• Task objective
For each entry below, output it exactly as it stands.
= Beginning of Section =
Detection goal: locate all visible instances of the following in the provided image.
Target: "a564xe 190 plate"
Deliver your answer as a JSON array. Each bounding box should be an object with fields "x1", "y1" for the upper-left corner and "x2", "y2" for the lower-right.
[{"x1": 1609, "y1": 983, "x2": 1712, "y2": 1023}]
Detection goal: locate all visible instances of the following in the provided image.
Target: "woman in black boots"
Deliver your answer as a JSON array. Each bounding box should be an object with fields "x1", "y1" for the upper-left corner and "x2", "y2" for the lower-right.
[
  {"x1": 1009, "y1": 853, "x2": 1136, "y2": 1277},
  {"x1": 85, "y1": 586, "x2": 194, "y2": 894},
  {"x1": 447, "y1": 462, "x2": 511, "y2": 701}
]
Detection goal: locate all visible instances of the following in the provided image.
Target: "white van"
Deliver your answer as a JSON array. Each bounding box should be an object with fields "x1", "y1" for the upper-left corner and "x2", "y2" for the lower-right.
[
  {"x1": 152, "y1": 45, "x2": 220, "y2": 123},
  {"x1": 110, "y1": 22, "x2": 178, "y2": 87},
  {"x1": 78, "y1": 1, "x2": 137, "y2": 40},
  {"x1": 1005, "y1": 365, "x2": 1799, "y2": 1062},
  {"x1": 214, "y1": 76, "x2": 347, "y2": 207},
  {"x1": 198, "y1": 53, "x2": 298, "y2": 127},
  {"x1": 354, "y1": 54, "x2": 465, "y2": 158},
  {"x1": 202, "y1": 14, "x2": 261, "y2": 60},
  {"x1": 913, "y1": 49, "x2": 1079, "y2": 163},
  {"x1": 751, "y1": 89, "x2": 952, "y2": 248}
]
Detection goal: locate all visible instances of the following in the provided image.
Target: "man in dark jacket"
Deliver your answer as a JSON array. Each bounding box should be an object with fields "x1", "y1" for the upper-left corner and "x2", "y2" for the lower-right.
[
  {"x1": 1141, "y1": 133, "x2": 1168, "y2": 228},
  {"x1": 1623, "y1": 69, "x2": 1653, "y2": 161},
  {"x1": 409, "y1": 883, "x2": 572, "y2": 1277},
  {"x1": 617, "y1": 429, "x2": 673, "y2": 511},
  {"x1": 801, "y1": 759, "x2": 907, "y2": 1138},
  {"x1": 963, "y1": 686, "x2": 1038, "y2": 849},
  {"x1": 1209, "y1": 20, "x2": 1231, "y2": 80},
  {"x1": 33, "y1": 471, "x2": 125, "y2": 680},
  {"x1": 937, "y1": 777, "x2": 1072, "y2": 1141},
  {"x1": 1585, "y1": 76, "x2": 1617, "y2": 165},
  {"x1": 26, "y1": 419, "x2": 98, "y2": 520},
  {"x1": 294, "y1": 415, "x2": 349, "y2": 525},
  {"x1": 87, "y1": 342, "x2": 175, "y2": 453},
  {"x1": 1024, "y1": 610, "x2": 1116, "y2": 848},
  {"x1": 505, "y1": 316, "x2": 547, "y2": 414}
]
= End of Section =
• Exercise result
Detection goal: locate all visible instances of the following in the provided image.
Target: "a564xe 190 plate"
Deliver your answer as a JSON array. Each bounding box should be an object with fields "x1", "y1" for the upper-left corner and "x2", "y2" for the lower-right.
[{"x1": 1609, "y1": 983, "x2": 1712, "y2": 1023}]
Detection goal: locate all visible instances of the following in the provided image.
Target: "woman in black boots"
Deliver your answer as a JSON array. Each bounding box should be an object with fields "x1", "y1" for the upper-left corner and "x2", "y2" for the lower-right.
[
  {"x1": 1009, "y1": 853, "x2": 1136, "y2": 1277},
  {"x1": 85, "y1": 586, "x2": 194, "y2": 894},
  {"x1": 447, "y1": 462, "x2": 511, "y2": 701}
]
Detection goal: locate all visible instances of the following in the provided image.
Target: "white van"
Deliver your answer as a JSON array. Each bounding box should be an object with fields "x1", "y1" for the upper-left corner and "x2", "y2" for the lower-right.
[
  {"x1": 152, "y1": 45, "x2": 220, "y2": 123},
  {"x1": 110, "y1": 22, "x2": 178, "y2": 87},
  {"x1": 78, "y1": 1, "x2": 137, "y2": 40},
  {"x1": 1005, "y1": 365, "x2": 1799, "y2": 1062},
  {"x1": 214, "y1": 76, "x2": 347, "y2": 207},
  {"x1": 198, "y1": 53, "x2": 298, "y2": 127},
  {"x1": 354, "y1": 54, "x2": 465, "y2": 158},
  {"x1": 202, "y1": 14, "x2": 261, "y2": 60},
  {"x1": 913, "y1": 49, "x2": 1079, "y2": 163},
  {"x1": 751, "y1": 89, "x2": 952, "y2": 248}
]
Detection goal: locate all visible instances of the following in the provided image.
Target: "man in dark jacket"
Deliver your answer as a JSON array. Each bounding box should be an object with fields "x1", "y1" for the upper-left corner and "x2", "y2" for the lower-right.
[
  {"x1": 1141, "y1": 133, "x2": 1168, "y2": 228},
  {"x1": 1623, "y1": 69, "x2": 1653, "y2": 161},
  {"x1": 409, "y1": 883, "x2": 572, "y2": 1277},
  {"x1": 617, "y1": 429, "x2": 673, "y2": 511},
  {"x1": 801, "y1": 759, "x2": 907, "y2": 1138},
  {"x1": 963, "y1": 686, "x2": 1038, "y2": 849},
  {"x1": 1209, "y1": 20, "x2": 1231, "y2": 80},
  {"x1": 33, "y1": 471, "x2": 125, "y2": 680},
  {"x1": 937, "y1": 777, "x2": 1072, "y2": 1141},
  {"x1": 1585, "y1": 76, "x2": 1617, "y2": 165},
  {"x1": 26, "y1": 419, "x2": 98, "y2": 520},
  {"x1": 294, "y1": 415, "x2": 349, "y2": 525},
  {"x1": 87, "y1": 342, "x2": 175, "y2": 453},
  {"x1": 1024, "y1": 610, "x2": 1116, "y2": 848},
  {"x1": 505, "y1": 316, "x2": 547, "y2": 414}
]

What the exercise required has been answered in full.